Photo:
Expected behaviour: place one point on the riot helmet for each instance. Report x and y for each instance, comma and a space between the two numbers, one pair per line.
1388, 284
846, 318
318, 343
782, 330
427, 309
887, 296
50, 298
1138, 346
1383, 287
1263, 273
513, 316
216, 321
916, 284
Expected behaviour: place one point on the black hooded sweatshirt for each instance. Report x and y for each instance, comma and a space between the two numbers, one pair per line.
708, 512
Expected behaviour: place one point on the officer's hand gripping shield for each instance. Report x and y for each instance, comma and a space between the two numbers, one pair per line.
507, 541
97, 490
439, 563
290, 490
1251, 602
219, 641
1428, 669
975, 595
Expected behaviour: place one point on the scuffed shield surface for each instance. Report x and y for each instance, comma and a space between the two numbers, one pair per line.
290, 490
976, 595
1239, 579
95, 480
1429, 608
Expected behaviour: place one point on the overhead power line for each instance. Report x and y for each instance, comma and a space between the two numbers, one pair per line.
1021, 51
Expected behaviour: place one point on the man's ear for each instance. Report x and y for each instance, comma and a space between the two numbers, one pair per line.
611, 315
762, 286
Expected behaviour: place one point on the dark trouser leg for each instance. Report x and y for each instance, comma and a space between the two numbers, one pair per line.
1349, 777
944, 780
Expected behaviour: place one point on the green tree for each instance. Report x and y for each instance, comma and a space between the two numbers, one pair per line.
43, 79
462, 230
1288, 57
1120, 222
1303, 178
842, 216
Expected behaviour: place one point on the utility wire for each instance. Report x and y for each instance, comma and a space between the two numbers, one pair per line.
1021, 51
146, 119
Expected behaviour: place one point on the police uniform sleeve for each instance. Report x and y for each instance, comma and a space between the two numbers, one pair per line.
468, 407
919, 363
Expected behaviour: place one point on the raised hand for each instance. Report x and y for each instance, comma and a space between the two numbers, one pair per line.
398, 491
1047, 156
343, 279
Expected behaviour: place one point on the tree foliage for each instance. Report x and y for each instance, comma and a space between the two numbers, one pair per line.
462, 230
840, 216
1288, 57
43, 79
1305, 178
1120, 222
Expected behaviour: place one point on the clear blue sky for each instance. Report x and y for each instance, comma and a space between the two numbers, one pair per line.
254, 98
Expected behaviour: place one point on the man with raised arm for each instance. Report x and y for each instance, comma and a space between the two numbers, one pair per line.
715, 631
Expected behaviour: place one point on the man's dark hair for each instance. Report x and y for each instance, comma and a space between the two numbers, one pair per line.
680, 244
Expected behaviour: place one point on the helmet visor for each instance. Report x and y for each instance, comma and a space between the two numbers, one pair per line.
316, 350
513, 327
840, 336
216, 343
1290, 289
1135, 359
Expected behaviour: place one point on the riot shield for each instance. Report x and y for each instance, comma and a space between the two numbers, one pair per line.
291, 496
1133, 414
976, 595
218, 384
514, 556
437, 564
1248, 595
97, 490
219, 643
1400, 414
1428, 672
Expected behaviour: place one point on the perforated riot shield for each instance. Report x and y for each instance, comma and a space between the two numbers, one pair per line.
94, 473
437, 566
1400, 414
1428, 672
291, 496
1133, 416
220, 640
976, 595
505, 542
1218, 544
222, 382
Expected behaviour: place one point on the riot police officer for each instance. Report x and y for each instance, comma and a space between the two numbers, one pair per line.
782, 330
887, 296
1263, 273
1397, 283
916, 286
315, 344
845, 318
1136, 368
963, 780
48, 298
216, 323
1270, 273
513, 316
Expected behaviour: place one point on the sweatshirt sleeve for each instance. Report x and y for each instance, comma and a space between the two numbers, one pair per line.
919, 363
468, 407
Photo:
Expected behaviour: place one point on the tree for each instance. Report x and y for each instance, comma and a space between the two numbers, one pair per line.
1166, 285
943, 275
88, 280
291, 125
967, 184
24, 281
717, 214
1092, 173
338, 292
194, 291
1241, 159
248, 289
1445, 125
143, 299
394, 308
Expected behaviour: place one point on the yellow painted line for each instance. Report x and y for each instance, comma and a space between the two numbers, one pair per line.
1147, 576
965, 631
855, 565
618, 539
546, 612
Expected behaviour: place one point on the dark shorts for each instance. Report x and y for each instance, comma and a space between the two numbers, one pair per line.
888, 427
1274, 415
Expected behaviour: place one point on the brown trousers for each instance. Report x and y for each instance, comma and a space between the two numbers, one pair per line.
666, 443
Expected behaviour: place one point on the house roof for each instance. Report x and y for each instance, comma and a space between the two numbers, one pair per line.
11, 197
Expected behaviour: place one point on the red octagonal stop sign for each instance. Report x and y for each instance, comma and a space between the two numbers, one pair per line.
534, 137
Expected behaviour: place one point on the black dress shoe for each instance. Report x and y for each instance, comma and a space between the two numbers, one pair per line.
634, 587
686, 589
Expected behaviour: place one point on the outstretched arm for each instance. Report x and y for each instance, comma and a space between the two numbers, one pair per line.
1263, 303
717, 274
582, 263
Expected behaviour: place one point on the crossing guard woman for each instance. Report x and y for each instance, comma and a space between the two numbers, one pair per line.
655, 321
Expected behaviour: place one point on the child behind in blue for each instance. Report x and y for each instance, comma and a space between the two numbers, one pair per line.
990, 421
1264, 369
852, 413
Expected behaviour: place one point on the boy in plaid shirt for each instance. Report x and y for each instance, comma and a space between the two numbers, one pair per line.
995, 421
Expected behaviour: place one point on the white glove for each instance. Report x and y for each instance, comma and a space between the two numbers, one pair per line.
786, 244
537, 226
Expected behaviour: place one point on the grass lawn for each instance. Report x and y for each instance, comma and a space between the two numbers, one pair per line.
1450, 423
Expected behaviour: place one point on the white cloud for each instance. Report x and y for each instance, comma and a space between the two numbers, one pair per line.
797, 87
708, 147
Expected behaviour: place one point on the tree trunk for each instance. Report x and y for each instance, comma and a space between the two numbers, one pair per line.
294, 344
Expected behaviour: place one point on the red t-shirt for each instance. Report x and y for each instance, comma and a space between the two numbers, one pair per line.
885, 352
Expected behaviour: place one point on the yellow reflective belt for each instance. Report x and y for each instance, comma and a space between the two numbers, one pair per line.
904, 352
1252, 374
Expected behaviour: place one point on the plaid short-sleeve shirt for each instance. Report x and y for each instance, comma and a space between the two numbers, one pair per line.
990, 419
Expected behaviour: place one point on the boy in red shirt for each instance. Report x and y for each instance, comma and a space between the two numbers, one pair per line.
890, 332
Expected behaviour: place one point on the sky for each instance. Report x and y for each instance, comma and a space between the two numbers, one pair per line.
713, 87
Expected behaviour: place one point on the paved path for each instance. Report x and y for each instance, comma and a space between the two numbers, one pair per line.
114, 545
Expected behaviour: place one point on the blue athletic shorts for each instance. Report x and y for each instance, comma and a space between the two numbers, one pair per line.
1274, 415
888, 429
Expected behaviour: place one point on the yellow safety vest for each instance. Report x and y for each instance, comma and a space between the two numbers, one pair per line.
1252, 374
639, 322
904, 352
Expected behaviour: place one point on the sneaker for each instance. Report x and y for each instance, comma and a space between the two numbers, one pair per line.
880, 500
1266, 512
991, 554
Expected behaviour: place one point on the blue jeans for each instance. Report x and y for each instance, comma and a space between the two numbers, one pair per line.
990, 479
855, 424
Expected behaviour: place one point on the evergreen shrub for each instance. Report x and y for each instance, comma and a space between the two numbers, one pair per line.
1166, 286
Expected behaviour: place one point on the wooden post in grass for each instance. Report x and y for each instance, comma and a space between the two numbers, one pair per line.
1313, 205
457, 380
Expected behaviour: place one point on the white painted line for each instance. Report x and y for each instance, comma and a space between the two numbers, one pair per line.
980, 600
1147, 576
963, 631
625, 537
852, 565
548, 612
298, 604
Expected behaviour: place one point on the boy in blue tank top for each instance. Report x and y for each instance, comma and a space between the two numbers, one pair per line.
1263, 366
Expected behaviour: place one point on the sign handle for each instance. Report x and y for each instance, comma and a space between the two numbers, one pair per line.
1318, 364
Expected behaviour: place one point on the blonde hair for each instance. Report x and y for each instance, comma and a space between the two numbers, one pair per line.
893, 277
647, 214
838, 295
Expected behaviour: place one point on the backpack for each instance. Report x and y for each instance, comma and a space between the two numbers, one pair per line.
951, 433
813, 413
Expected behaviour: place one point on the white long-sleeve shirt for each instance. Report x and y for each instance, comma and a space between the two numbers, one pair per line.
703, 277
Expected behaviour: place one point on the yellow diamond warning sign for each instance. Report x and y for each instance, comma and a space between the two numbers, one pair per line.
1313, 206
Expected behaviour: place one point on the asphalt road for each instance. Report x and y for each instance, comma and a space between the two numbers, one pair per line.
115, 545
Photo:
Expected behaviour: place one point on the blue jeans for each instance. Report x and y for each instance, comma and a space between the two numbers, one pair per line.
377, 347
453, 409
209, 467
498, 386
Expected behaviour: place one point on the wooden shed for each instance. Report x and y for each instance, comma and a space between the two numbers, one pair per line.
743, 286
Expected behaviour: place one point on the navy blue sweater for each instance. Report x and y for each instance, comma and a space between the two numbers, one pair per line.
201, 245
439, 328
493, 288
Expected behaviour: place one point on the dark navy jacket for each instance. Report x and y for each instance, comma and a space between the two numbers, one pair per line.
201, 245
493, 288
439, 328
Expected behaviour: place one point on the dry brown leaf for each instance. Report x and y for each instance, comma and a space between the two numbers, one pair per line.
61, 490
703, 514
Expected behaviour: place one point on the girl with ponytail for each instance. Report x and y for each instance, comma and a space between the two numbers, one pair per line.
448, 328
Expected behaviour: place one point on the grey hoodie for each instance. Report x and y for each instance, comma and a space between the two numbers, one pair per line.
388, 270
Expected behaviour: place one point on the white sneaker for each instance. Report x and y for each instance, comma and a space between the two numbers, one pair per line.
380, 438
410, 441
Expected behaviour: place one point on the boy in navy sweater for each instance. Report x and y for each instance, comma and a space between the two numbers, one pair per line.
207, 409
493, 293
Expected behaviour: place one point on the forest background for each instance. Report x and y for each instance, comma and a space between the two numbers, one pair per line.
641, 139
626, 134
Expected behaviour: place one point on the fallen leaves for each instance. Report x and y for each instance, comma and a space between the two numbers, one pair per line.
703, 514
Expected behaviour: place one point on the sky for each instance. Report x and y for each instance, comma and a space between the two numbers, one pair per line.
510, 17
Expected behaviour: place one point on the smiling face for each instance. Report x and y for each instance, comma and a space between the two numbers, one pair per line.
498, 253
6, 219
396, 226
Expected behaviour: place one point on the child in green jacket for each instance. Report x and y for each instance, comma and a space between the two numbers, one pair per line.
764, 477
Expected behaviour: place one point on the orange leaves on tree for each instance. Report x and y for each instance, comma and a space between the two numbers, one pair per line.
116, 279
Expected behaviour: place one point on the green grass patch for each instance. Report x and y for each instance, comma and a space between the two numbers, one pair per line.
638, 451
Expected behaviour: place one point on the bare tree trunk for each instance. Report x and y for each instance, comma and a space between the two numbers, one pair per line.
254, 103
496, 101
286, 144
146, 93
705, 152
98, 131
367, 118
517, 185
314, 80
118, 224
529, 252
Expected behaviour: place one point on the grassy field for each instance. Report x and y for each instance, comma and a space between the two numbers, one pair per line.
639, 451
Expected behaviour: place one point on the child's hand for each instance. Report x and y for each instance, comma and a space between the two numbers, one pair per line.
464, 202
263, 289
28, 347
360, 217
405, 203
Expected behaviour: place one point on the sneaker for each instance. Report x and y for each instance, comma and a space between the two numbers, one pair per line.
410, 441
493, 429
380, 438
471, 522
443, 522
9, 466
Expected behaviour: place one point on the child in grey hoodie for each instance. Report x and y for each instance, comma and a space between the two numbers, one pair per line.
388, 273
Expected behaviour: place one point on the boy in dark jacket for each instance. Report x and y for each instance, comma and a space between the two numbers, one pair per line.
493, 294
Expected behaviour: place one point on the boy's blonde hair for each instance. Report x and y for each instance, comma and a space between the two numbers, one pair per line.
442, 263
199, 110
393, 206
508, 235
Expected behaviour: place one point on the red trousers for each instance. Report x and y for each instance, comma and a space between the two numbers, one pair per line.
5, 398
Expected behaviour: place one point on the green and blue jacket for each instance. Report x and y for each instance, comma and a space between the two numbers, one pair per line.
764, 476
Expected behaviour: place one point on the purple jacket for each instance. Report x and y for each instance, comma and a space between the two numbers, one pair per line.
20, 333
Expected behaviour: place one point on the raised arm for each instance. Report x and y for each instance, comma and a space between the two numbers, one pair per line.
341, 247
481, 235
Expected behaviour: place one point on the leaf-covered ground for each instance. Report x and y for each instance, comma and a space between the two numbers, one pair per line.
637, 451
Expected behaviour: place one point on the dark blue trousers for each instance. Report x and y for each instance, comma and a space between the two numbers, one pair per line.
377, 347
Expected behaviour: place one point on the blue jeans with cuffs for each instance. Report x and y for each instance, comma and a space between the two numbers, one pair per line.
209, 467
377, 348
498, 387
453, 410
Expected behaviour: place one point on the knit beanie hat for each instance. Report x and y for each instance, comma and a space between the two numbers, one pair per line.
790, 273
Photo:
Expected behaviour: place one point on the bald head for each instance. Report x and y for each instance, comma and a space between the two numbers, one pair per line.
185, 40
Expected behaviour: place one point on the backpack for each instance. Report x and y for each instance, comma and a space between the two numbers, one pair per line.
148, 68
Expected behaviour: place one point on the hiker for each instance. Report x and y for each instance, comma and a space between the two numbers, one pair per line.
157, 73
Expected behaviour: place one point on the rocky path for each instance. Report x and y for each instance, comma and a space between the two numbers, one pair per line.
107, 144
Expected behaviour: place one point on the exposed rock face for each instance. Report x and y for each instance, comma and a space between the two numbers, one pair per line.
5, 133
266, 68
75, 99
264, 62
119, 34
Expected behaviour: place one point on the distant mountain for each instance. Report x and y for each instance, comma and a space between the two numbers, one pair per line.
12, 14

***

→ Try it:
The lines from the one holding "Expected behaviour: place one point on the rocky" to the last line of the entries, both included: retype them exactly and give nothing else.

→ Answer section:
Expected behaviour: place one point on the rocky path for each instance. Report x and y for each instance, comma and a space between the two numbers, one pair per line.
107, 144
Expected behaviour: place one point on the exposed rock face for each instance. Report x and y for each instance, comma and a space between the two numbers, one pair per line.
5, 133
266, 68
75, 99
264, 62
119, 34
Expected behaviour: place one point on the distant mountain for each instance. Report x and y for each instance, comma and a space between the two numbers, one pair per line.
12, 14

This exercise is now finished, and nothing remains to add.